▶ SELECTED EXCERPT
::::

Spotify for Android. Please note: these are not my playlists... Robbie Williams. Bleurgh.
I love Spotify. No
one has paid me to say this. Well,
technically, someone has. Someone will
pay me for this entry - but I am free to say "Spotify is as rancid as an old
plum that's been stored for ten years in a tramp's boot" if I want. But I don't want, because I love Spotify.
The famous streaming music app has completely changed the
way I access and listen to music. And I do listen to music a lot. From Vivaldi to Vampire Weekend and every
stop in between. Except Keane. No one likes Keane.
While my collection has been partially digital since I
picked up my first iPod from New York's
Apple shop in 2003, there have still been CDs.
Not anymore though. Spotify just made them redundant.
Of course, there are some notable artists you won't find on
Spotify yet. There's no Pink Floyd or Peter Gabriel. There's little Husker Du.
The problem isn't that those artists haven't agreed to appear - it's that deals
have yet to be brokered with their labels.
But there's still plenty to love about Spotify. An easy to use interface that isn't a slave
to iTunes, support for Boolean searching, shared and collaborative playlists
and streaming music that's of perfectly listenable 160Kbps quality.
And, loving Spotify as I did, I thought the company had shot
itself in the foot. Its revenue model is
based on two prongs. The first;
advertising interrupts your listening pleasure if you use the free version. And, we have to admit, the advertising can be
pretty annoying. Especially when your
carefully composed playlist of 70s German electro is interrupted by Robbie
Williams honking out his new single. The second; you can trade up to Premium
for £9.99 a month - or £119.88 a year.
A tenner a month sounds a bit steep - but if you're a real
music fan, it's equivalent to a CD every 30 days or 10 tracks a month on iTunes. Still, I was wondering - what true incentive is
there to go Premium when Spotify's already giving you so much for free? And then I tried Spotify for Android.

::::

Rows from a data source:
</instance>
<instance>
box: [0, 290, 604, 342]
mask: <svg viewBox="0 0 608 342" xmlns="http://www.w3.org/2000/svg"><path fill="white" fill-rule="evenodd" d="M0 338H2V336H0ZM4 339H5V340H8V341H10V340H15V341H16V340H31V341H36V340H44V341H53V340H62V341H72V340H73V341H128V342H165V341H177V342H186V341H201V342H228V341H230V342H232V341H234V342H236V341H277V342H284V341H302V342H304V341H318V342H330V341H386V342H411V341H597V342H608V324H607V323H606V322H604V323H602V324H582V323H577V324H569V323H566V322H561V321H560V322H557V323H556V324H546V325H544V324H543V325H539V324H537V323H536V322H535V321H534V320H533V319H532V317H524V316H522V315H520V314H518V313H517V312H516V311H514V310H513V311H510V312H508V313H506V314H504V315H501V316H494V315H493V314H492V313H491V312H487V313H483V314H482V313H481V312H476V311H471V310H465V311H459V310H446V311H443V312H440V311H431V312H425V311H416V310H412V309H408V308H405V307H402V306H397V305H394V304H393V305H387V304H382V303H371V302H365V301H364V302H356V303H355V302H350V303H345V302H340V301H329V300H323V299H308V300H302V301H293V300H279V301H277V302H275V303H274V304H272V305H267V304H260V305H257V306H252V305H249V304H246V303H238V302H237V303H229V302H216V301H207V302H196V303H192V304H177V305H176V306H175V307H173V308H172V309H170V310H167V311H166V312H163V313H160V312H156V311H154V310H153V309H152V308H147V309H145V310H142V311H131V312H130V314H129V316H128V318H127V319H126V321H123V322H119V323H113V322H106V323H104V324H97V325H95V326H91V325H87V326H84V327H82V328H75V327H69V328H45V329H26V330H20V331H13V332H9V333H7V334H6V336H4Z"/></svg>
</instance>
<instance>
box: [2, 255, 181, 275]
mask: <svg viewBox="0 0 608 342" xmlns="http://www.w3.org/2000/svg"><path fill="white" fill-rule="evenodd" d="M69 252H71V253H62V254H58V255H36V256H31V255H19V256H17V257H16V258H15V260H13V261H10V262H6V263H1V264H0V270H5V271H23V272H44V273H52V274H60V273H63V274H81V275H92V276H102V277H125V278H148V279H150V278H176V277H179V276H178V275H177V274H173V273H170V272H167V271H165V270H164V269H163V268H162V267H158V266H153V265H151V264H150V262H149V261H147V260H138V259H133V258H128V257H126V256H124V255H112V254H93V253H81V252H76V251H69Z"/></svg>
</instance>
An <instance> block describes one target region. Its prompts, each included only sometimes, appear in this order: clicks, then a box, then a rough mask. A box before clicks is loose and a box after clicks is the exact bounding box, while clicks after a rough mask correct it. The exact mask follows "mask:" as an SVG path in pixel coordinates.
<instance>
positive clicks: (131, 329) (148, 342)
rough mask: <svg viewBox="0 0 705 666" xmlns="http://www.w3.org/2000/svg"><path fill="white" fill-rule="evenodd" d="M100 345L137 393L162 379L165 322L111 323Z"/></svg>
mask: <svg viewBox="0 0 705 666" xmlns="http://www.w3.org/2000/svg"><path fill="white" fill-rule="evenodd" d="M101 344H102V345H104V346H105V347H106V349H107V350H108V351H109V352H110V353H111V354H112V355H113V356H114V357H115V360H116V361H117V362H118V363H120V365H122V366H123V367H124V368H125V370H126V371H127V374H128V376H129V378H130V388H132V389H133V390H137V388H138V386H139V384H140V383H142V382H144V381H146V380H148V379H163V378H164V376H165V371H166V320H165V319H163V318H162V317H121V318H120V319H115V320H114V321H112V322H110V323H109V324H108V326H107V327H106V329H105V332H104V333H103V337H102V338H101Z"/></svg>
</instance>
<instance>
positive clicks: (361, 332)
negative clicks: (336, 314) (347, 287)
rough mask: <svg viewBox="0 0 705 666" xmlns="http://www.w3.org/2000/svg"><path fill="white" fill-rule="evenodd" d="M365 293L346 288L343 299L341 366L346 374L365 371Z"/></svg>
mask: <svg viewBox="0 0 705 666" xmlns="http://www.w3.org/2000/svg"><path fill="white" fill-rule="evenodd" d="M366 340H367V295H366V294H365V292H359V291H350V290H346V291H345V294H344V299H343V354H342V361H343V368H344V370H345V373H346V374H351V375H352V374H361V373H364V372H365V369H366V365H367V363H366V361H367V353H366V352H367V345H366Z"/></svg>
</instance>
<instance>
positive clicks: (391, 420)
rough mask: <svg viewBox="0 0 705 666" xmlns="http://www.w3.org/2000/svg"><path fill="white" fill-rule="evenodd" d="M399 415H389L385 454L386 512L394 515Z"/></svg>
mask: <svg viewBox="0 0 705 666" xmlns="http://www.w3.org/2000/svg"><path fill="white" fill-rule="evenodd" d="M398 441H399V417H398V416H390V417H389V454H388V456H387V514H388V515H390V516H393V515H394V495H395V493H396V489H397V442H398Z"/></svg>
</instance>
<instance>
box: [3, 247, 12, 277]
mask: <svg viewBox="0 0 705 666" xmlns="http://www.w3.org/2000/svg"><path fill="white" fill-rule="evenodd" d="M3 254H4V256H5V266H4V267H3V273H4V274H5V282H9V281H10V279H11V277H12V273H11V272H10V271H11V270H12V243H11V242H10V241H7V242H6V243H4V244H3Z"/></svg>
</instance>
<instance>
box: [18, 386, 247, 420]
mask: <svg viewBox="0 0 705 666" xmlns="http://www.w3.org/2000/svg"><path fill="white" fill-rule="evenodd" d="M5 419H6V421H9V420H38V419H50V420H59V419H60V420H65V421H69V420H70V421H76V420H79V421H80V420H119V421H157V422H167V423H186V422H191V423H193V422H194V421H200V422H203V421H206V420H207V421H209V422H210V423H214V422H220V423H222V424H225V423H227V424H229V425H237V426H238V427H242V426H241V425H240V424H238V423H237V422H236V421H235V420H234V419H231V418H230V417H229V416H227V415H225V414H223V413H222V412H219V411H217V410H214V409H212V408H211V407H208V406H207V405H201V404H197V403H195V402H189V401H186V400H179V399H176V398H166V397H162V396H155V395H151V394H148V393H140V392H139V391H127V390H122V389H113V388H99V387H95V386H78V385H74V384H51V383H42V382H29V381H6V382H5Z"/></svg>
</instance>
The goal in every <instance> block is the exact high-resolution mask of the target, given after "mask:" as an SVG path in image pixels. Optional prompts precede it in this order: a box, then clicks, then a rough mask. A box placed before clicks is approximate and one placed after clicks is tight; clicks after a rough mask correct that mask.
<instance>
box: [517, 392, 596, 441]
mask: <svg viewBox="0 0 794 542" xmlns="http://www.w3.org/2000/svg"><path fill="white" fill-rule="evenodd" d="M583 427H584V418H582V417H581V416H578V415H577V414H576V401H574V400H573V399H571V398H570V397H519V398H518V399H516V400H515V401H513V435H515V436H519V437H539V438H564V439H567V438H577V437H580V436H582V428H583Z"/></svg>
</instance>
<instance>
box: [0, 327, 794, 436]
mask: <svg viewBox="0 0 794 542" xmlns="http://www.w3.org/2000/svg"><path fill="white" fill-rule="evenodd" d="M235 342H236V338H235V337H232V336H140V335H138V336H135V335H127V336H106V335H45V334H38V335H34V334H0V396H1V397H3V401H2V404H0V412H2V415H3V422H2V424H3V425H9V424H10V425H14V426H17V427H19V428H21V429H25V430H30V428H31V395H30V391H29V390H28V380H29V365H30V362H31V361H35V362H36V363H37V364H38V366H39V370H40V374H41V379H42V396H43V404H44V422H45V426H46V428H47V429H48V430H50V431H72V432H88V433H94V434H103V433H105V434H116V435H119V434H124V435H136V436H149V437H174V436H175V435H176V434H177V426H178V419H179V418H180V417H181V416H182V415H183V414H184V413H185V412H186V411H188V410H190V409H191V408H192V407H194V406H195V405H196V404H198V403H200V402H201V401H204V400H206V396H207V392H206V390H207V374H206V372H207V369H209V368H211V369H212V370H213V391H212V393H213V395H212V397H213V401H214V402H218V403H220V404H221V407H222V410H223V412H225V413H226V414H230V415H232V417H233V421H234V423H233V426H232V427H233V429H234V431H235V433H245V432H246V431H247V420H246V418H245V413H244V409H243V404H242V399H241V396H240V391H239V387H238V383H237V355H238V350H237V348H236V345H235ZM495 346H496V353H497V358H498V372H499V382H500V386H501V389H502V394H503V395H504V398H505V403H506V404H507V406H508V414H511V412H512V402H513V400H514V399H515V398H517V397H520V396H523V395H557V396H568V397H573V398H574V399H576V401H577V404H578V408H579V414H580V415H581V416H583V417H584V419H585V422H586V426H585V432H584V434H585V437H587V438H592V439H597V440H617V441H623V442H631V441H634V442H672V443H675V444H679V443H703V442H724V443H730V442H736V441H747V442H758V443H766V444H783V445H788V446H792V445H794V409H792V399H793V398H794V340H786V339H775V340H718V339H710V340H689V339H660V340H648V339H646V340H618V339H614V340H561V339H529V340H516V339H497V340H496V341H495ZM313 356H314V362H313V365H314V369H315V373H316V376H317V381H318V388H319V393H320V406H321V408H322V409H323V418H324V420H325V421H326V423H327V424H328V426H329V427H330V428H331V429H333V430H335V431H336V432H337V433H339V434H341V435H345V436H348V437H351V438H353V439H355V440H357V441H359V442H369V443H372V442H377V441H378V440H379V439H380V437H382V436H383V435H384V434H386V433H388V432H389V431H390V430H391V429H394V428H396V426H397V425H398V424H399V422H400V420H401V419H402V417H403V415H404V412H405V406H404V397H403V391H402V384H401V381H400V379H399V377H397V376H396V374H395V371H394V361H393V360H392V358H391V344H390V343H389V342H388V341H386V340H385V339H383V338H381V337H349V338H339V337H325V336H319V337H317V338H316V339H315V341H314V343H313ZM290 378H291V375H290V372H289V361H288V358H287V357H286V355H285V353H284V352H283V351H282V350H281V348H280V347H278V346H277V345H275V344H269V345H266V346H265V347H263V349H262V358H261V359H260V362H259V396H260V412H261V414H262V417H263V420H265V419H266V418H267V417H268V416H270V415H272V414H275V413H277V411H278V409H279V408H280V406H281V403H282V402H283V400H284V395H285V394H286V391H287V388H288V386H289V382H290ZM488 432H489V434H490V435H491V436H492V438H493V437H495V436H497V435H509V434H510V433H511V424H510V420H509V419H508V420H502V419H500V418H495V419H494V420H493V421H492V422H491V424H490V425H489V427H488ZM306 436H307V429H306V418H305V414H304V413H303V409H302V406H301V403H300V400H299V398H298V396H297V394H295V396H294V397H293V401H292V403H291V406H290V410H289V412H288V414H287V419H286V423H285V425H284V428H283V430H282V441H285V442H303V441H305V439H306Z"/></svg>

::::

▶ WORK TO COMPLETE
(1) Quote the Spotify post word for word, starting at "Of course, there" and ending at "with their labels.".
(2) Name every musician, composer, or band mentioned in the Spotify post.

▶ ANSWERS TO THE TASKS
(1)
Of course, there are some notable artists you won't find on
Spotify yet. There's no Pink Floyd or Peter Gabriel. There's little Husker Du.
The problem isn't that those artists haven't agreed to appear - it's that deals
have yet to be brokered with their labels.

(2) Robbie Williams, Vivaldi, Vampire Weekend, Keane, Pink Floyd, Peter Gabriel, Husker Du